• _GIVEN REQUEST_:
Repeat exactly the lines from the line containing "Where can the wind turbine blade" to the last line of the listing, including both.

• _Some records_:
--------------------------------------------------

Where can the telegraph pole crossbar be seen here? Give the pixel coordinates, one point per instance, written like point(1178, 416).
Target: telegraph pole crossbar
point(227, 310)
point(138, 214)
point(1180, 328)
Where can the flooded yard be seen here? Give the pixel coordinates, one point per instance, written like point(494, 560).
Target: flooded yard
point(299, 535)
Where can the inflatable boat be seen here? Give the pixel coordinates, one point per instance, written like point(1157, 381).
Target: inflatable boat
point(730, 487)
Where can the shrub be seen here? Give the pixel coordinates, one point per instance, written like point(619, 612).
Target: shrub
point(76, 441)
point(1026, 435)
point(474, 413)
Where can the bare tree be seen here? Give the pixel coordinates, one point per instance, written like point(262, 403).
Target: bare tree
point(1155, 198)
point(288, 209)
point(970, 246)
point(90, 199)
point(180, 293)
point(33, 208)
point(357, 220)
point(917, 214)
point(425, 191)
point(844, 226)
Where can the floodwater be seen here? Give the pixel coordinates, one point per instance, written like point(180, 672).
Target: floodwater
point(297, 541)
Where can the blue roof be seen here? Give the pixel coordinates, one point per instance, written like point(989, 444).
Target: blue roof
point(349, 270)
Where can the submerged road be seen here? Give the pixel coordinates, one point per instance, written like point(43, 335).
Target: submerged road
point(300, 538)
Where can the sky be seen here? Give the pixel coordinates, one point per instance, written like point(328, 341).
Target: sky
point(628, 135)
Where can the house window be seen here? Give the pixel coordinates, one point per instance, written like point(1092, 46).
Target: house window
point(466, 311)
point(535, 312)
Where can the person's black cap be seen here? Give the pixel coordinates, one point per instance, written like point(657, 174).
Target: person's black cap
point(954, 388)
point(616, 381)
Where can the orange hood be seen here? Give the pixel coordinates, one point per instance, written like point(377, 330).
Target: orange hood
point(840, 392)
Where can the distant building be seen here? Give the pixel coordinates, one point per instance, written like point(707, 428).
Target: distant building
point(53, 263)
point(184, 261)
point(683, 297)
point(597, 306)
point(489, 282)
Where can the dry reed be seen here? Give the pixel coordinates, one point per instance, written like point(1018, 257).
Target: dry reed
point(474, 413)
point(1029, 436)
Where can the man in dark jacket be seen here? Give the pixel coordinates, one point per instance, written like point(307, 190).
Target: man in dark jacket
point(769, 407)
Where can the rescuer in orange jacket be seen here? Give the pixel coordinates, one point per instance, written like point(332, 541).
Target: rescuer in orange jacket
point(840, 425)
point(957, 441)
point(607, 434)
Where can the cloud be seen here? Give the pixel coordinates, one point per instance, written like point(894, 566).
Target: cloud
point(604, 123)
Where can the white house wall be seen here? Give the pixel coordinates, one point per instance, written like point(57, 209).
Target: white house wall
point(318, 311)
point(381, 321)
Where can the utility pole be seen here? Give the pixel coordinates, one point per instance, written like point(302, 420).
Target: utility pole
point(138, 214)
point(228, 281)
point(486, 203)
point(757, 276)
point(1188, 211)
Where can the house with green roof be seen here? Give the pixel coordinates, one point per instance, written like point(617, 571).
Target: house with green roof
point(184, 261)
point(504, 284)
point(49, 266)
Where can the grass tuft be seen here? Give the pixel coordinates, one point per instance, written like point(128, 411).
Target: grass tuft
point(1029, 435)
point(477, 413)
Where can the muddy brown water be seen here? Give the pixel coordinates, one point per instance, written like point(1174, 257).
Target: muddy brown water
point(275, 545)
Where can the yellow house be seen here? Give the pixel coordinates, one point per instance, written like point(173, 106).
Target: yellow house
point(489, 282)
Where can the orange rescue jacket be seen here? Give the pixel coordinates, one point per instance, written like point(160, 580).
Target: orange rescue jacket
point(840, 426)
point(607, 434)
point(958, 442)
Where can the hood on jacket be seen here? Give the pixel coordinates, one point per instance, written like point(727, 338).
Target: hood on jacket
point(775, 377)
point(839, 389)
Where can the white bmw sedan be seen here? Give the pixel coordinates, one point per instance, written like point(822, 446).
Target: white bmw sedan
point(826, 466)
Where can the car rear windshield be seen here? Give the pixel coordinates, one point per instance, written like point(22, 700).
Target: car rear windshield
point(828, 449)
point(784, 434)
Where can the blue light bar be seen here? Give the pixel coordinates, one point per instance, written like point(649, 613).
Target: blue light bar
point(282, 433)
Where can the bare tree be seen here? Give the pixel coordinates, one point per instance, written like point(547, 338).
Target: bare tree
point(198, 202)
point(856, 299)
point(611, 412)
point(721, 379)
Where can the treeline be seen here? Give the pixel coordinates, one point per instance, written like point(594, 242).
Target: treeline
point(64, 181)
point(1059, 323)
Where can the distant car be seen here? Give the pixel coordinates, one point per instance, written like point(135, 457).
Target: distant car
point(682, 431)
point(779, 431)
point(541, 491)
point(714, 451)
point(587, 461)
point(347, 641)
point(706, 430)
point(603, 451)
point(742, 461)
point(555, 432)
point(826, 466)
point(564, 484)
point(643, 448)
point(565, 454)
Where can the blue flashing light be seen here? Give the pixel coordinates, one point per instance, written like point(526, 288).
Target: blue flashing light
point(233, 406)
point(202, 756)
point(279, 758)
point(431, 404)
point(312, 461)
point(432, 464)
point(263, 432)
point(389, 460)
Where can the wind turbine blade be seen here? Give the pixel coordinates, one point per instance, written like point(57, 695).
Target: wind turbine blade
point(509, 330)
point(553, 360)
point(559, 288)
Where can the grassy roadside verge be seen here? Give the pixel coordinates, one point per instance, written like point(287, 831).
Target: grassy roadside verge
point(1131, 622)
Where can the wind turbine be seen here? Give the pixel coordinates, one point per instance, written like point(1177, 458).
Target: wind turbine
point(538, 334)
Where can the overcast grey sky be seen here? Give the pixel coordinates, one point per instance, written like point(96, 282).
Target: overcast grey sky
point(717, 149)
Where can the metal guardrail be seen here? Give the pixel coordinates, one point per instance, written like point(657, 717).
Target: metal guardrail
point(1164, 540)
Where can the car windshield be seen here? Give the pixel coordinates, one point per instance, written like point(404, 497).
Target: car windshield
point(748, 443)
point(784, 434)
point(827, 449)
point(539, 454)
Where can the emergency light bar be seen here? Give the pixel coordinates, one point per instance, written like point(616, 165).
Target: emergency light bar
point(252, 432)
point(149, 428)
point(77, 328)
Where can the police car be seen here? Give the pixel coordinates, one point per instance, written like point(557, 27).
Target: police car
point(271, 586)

--------------------------------------------------

• _EXERCISE RESPONSE_:
Where can the wind turbine blade be seen here? Give the pixel coordinates, one point per instance, written like point(57, 695).
Target: wind turbine blade
point(509, 330)
point(553, 360)
point(559, 288)
Where can the grassy roadside verge be seen here? Give the pixel coordinates, one point per instance, written like point(287, 831).
Target: grassy roadside verge
point(1131, 622)
Where can the wind turbine be seen here? Give the pixel coordinates, one point per instance, written like point(1177, 458).
Target: wind turbine
point(538, 334)
Where can the overcast grey sky be seen here? Give the pixel coordinates, one point per instance, written like point(96, 282).
Target: overcast grey sky
point(717, 149)
Where can the metal guardrail be seen here? Give the pixel coordinates, one point per instance, written like point(657, 717).
Target: metal guardrail
point(1164, 540)
Where can the car windshield be seen here? Give the pixel coordinates, one point per instance, written like point(404, 497).
Target: car windshield
point(748, 443)
point(784, 434)
point(827, 449)
point(539, 454)
Where can the emergency light bar be seen here? Give the pixel coordinates, one point per instance, written like point(616, 165).
Target: emergency light bar
point(252, 432)
point(149, 428)
point(77, 328)
Where can the police car be seen here? Give the pixel coordinates, one point per instance, written like point(557, 27).
Target: police car
point(271, 586)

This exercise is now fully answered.